━━━━━ Artigo ━━━━━

Apresentamo-nos aos ocupantes do carro, que confirmam o interesse mediático na campanha de Abel Baptista: estamos longe de ser os primeiros jornalistas a aparecer nas ações do ex-deputado. “Vieram cá ver a queda do CDS?”, pergunta-nos, muito sorridente, João Paulo Antunes, ex-presidente da junta de freguesia de Arca, no centro do concelho, e agora o último membro da lista de Abel Baptista. “Quarenta anos de CDS vão cair com um movimento independente, vão ver. Querem ouvir a nossa música de campanha? É do mais regional que há.”
Queremos, claro. Mas, enquanto a ligação de bluetooth entre o telemóvel e o rádio do carro não arranca, chega um telefonema: afinal, a ação de campanha não era naquela fábrica. Parte da lista tinha recebido a mesma informação errada que o Observador. Sem problema. A fábrica certa é ali perto e basta seguir o carro da campanha para, em poucos minutos, chegarmos à zona industrial de Anais, a freguesia vizinha, onde Abel Baptista e uma grande parte da comitiva já estão, à porta da fábrica de calçado Conforto Eco, à espera das 17h15, a hora do fim do turno, para entregar canetas, chapéus, panfletos e sacos de pano a cerca de uma centena de trabalhadores que em breve sairão pelo portão.

━━━━━

Tarefa escrita A:
Enumera todos os objetos que, segundo o artigo, a comitiva ia entregar aos trabalhadores da fábrica.
O artigo e as linhas têm origens diferentes.

━━━━━ Entradas fornecidas ━━━━━

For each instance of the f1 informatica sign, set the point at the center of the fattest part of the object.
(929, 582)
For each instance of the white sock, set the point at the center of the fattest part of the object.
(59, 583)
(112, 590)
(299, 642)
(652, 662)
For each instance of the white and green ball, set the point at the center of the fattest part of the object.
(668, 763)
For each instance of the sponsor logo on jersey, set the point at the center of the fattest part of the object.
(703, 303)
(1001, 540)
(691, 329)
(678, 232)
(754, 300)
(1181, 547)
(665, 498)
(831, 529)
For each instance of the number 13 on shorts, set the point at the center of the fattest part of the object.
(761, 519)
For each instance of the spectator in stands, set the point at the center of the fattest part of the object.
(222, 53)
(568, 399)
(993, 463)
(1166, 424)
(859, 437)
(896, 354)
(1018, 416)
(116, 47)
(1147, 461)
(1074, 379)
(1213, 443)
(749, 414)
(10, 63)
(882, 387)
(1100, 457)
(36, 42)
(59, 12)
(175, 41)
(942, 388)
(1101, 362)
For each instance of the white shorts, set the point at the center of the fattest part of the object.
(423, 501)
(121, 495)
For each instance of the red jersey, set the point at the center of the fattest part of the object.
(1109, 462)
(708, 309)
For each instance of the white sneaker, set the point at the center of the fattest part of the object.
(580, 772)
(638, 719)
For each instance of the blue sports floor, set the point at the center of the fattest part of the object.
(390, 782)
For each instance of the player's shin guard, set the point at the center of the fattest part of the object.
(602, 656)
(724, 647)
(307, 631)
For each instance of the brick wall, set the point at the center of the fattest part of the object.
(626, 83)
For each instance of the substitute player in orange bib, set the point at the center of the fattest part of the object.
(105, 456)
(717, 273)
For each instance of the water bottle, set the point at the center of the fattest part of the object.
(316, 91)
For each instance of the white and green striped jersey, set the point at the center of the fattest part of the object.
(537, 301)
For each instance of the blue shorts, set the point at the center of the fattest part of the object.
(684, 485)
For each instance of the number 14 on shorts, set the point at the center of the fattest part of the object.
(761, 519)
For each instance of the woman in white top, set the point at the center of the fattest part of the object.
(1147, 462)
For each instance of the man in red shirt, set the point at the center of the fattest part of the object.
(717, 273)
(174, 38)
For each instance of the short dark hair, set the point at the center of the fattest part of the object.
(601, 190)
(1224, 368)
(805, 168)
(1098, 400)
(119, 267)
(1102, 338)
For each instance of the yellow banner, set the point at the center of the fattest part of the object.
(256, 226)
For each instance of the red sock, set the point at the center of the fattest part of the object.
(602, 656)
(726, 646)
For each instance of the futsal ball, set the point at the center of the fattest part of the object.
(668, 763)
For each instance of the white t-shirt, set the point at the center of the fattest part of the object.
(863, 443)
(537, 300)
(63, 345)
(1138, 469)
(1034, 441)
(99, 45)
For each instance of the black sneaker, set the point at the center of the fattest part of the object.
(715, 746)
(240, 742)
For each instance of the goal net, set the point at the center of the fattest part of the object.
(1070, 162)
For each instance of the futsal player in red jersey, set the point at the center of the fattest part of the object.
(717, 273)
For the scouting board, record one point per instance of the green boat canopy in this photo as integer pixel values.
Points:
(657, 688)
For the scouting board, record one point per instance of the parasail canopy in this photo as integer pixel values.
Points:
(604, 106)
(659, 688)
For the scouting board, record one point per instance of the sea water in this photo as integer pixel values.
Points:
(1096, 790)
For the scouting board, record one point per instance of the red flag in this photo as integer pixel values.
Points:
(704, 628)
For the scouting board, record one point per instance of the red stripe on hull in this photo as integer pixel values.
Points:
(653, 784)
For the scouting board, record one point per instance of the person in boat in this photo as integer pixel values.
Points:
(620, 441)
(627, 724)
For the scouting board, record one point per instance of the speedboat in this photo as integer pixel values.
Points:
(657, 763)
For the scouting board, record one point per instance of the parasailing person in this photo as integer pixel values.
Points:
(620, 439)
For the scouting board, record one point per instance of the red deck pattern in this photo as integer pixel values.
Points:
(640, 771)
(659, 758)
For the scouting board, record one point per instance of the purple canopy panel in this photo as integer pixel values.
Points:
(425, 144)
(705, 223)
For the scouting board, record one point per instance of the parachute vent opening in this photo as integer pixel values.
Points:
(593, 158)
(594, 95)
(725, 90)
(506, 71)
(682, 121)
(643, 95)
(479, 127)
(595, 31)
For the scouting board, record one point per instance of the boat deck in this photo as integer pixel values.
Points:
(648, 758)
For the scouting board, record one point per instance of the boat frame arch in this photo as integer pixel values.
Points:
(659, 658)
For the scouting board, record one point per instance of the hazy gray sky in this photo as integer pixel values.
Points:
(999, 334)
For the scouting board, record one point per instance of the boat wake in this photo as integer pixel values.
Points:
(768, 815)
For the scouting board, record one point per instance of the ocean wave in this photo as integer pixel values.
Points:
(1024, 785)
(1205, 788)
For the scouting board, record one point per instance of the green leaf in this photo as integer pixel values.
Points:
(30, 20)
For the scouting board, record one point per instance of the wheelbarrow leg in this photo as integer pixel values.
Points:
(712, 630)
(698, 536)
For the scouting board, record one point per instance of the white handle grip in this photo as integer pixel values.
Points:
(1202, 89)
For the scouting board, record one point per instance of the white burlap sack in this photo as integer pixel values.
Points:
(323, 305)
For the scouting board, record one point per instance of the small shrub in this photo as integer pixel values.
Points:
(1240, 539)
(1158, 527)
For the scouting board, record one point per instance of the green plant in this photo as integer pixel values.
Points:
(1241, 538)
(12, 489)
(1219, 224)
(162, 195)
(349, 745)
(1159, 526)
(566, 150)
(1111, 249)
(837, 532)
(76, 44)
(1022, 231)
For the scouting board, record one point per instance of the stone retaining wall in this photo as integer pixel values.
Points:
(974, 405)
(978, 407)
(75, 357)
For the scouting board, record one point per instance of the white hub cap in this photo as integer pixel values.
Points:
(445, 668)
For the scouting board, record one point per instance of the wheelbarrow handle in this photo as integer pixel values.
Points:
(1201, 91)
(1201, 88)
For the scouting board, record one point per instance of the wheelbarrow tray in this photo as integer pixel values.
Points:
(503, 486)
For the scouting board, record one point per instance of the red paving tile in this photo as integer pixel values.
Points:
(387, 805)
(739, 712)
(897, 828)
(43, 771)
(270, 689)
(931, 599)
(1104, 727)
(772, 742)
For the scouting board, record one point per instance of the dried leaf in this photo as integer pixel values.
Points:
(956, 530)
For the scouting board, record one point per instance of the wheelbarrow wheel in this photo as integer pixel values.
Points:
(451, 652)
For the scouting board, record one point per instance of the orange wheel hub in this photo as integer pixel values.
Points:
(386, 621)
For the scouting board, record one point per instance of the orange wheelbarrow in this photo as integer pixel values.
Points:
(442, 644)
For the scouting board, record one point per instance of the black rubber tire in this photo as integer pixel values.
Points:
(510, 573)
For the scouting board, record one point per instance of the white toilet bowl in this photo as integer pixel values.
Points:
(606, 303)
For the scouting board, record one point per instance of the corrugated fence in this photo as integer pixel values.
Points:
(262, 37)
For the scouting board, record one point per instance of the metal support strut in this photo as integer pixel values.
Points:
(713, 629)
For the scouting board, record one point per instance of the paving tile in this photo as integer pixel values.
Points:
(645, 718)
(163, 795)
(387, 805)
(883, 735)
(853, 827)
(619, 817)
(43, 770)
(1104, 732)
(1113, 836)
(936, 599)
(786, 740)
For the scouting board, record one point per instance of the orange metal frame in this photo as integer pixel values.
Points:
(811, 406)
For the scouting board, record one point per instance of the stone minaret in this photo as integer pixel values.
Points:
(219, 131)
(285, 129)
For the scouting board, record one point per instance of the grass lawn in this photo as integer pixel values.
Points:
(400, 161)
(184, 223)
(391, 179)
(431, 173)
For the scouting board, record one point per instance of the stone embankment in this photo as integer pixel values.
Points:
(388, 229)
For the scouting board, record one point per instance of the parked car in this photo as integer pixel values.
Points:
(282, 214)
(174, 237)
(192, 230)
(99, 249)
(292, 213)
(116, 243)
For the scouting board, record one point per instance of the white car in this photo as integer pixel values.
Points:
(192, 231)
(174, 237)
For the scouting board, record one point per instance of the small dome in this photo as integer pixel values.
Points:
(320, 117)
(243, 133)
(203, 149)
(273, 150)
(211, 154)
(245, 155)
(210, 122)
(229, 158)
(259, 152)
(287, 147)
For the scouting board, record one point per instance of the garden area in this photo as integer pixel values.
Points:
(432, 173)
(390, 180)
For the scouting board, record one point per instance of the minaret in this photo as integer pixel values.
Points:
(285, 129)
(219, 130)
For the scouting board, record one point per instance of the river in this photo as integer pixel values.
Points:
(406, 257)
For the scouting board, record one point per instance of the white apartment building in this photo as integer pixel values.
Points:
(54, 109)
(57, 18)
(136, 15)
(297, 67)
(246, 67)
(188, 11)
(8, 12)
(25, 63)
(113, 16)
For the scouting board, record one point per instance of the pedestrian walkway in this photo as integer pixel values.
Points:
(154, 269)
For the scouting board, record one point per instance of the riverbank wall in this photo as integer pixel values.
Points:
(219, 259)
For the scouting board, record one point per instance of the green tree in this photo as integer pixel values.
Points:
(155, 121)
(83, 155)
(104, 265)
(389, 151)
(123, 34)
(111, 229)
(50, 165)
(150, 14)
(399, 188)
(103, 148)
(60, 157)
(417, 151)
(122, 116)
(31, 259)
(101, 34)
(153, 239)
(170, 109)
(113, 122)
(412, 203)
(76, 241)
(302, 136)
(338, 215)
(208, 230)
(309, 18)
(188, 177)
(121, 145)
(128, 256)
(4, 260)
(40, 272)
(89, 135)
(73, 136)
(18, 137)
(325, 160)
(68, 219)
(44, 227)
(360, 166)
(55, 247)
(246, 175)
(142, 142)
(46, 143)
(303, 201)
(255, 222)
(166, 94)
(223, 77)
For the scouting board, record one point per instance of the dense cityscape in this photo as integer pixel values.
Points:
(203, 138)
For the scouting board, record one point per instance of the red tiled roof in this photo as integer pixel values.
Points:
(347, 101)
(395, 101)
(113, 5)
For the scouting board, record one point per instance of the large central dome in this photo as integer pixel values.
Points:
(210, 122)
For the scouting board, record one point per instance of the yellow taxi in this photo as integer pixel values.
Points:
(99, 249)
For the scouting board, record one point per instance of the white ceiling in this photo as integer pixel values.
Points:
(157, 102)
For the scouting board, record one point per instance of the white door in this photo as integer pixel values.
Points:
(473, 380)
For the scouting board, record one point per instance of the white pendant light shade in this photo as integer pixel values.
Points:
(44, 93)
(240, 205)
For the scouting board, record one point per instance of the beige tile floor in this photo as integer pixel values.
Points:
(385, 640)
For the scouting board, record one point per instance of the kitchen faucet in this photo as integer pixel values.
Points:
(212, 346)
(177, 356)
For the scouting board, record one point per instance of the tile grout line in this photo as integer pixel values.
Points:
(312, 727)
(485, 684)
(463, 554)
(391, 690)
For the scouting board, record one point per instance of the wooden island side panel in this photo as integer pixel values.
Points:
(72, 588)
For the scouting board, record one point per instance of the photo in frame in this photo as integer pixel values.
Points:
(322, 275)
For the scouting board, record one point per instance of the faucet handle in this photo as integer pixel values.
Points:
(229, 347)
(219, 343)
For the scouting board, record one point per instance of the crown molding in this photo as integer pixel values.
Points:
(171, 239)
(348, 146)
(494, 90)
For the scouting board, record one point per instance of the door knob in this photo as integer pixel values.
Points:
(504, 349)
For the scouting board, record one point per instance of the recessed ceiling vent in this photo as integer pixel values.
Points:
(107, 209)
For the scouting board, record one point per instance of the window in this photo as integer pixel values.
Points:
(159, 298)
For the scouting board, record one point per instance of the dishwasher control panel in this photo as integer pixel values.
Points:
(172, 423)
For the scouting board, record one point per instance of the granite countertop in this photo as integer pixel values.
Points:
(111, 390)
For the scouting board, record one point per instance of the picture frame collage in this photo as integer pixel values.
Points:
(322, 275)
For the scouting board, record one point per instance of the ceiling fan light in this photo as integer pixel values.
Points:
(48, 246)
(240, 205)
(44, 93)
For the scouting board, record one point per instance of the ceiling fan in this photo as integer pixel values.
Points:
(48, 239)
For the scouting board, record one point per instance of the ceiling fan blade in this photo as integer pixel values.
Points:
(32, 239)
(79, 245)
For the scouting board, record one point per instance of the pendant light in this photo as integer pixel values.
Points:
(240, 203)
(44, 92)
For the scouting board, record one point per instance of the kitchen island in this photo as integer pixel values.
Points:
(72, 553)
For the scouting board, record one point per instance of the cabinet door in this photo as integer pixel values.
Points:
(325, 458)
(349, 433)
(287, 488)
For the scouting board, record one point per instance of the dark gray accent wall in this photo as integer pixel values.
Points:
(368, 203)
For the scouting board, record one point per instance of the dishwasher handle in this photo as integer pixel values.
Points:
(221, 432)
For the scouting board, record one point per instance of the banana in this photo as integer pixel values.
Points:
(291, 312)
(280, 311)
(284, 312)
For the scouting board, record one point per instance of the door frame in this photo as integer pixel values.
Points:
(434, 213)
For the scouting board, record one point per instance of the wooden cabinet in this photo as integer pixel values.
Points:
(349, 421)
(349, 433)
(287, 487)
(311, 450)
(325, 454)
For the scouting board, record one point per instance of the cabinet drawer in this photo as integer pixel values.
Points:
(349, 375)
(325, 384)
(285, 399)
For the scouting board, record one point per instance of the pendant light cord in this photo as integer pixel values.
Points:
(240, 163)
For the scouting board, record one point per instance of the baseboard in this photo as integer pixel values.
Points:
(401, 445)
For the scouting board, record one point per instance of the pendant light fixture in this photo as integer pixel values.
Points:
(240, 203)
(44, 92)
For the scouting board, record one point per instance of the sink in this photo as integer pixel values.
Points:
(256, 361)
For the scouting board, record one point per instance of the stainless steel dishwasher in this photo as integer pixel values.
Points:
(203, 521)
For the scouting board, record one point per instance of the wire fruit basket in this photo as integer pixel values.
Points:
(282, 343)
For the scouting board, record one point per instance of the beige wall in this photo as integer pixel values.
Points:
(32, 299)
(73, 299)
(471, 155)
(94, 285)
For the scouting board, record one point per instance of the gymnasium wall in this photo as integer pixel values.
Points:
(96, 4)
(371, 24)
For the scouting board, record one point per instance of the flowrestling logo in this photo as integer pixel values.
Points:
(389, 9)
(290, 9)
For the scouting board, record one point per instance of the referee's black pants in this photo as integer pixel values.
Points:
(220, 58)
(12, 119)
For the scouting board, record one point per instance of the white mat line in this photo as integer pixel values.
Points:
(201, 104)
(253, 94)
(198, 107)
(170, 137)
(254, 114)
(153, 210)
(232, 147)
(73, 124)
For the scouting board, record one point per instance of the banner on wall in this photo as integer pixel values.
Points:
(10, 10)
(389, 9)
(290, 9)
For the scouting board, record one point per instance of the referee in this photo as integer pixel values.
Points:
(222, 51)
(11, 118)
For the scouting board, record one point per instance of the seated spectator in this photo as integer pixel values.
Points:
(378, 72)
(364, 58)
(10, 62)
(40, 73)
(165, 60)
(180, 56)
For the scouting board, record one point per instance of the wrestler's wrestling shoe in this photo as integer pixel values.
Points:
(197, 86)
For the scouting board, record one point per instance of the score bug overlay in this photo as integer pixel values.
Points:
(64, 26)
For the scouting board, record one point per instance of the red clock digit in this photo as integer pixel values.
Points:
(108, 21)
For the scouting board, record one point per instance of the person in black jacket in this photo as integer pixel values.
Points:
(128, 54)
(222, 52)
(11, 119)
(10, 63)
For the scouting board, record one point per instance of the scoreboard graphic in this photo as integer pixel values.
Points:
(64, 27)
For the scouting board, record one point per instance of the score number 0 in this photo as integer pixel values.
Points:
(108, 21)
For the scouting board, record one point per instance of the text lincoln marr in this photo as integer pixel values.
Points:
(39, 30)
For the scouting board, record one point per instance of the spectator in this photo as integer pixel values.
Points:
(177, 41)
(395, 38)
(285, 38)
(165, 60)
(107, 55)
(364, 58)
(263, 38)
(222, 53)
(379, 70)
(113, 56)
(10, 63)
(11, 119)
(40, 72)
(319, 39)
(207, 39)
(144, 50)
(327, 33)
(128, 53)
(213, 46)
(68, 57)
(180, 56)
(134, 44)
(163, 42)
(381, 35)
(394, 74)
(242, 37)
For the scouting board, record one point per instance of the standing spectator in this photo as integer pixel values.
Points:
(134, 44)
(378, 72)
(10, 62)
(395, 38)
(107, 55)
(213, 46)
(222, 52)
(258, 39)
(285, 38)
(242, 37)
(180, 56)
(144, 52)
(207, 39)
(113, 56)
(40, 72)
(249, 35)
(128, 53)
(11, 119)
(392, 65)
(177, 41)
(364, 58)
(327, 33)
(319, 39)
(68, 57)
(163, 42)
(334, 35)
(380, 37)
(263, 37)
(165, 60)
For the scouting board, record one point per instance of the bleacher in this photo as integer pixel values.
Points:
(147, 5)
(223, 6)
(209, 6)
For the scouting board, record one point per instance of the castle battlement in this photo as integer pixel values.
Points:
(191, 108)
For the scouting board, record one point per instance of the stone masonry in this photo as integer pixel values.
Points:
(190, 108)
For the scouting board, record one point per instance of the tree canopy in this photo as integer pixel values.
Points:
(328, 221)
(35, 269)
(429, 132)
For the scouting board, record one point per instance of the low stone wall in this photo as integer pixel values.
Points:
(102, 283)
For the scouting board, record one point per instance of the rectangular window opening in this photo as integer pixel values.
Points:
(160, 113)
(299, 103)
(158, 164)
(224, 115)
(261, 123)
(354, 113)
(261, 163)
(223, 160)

━━━━━

Tarefa escrita B:
Destaca todas as linhas que contêm a palavra "futsal", tendo em conta as maiúsculas e minúsculas.

Resultado da tarefa A:
Canetas, chapéus, panfletos e sacos de pano.

Resultado da tarefa B:
For each instance of the futsal ball, set the point at the center of the fattest part of the object.
For each instance of the futsal player in red jersey, set the point at the center of the fattest part of the object.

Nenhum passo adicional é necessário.